EXERCISE REQUIREMENTS →
Please answer from the memoir excerpt: what role did the writer's son have at the church?

This was the core memory I thought.

But there was more from the summer of being 8 years old.

Part of being a part of evangelical Christianity for higher education is the concept of testimony, that idea that there is a big moment when you accept Jesus Christ into your heart. It is a hard concept to wrap one’s head around when you were baptized at 2 months old Anglican in a Roman Catholic School gymnasium, attended a Christian & Missionary Alliance Pre-School, a regular public school, and “church” up until age 10 years old was the local ecumenical Vacation Bible School (VBS).

It was great part of a week of fun in the summer of Bible stories, songs, plays, games, and crafts. My godmother was a lead at her church, and we went with her kids. It was a church I would return to several times in my journey, Centennial Presbyterian Church but I believe in the cul-de-sac there was a Lutheran and Evangelical Church a part of the fun as well.

The summer when I was 8 years old though in that one week, two things happened to me that my Grandpa Joe had not been able to accomplish. A participant forced kisses upon me until I flipped him, and it was I that got into trouble for tossing him. The rationale was that it was just a kiss.

The second was an adult volunteer groped me in the bathroom. It left me shocked, and yes I suppressed much with the memory of what happened with my Grandpa, until the soul archaeology dug it out.

The challenge though, is exposure therapy.

See, it was a church that my daughter had been attending their VBS at, and was currently volunteering with. It was where my family was members, attendees and in ministry. I just had finished being a resource for the national church on a resource for welcoming newcomers so they would come back.

No, I did not see the abuser anymore.

Yet, we had gone through our own trial over a year, as propriety Christendom beset my family[4]. This was about pew seating. Whether by accident or design there is but a few spaces in a church designed to be used for wheelchairs. My son uses one, and we had encountered snark, verbal abuse, physical in the pews, one such parishners had ground into me and I had not yet unpacked enough to understand the flashback it created. It took quite a bit to be heard for the Board to take action and get seating highlighted for those with mobility devices, and their families/caregivers.

A rather progressive-pragmatic answer finally arrived at, or in my own life, a Brother Jesus result. Unfortunately when it was finally settled, they followed the idea of messaging by putting a member face on it so folks who were disrupted by losing their “pews” would understand. Instead, the result as you know dealing with bullying, is that it painted a bulls eye on my son’s back and family for those that had not felt a need to stand up, now could vocalize what they saw as entitlement and disruption.

The first Sunday they were around, my son was sick and not in attendance. The question was not where my wife and son were, but “Oh guess you really don’t need that designated seating.”

What they failed to realize, is that persons with brain injuries and epilepsy are rather fragile. That is, that any jostle of the brain can cause unexplained death. My son had been jostled enough that his un-diagnosable vacant times had increased, he cried that his God buddy’s didn’t love him (my son, was a greeter at the church)…and he was scared that he may not come back to us.

All because adults, a minority, could not think outside themselves to the value of another made in the Image of God.

I left that Sunday, before my daughter’s week of volunteering at VBS began melancholic. Two days in the image of the almost molestation, broke through as a flashback of what happened at VBS when I was 8 years old. Now it was time to decide what and where this meant for me in ministry and my family.

 

[1] As the readers of my site: tyragan.wordpress.com and my book Soul Ripples (Bookstand, 2019) are aware that number was at 613 and growing…

[2] I refer you once more to my foundational memoir, Soul Ripples

[3] Ibid

[4] For other stories of Christendom targeting the last “acceptable” group to be prejudiced against, persons with disabilities, I direct you dear reader to Soul Ripples.

SOURCE DATA →
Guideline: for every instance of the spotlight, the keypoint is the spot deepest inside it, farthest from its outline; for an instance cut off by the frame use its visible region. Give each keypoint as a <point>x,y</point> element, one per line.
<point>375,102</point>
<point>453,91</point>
* * *
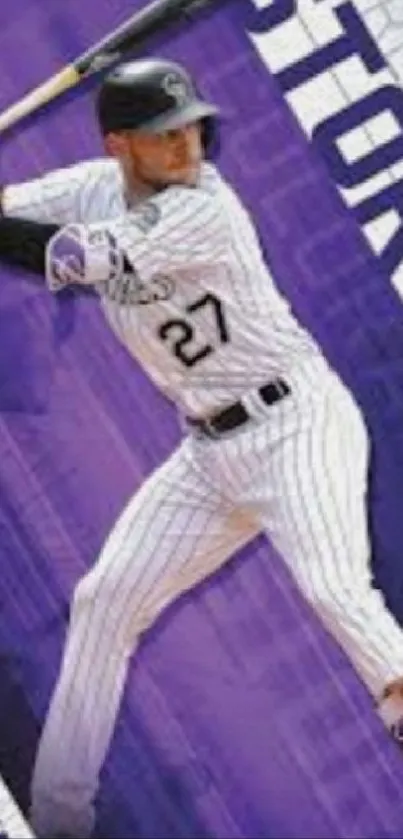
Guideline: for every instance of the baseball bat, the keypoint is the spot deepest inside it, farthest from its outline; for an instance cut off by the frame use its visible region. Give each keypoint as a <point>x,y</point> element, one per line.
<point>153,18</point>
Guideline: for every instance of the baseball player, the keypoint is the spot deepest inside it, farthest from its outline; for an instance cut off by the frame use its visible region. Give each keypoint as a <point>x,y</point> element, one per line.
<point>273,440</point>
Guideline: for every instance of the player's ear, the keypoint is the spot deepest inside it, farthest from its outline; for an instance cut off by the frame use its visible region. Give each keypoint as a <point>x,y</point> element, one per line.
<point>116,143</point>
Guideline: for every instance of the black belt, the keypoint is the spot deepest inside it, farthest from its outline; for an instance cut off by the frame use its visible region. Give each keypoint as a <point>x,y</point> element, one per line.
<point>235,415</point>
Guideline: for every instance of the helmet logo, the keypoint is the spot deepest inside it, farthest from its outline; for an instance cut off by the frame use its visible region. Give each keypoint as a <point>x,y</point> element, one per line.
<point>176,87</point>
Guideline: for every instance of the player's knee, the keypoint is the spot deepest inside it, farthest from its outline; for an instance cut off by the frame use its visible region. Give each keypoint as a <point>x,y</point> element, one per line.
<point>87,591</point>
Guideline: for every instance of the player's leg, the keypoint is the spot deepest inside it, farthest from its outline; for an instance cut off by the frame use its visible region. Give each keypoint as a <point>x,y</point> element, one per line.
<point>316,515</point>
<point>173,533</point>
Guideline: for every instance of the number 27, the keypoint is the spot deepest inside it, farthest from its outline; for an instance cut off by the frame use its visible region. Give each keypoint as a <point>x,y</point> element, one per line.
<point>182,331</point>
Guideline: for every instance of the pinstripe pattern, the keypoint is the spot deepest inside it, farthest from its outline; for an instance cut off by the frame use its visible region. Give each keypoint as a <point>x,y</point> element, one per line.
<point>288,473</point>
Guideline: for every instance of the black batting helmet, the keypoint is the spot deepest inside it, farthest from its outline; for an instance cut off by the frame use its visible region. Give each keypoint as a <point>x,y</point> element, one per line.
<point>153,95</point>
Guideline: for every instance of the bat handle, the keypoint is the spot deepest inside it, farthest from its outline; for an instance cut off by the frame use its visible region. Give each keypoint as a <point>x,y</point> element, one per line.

RESULT OF THE EXERCISE →
He was a greeter at the church.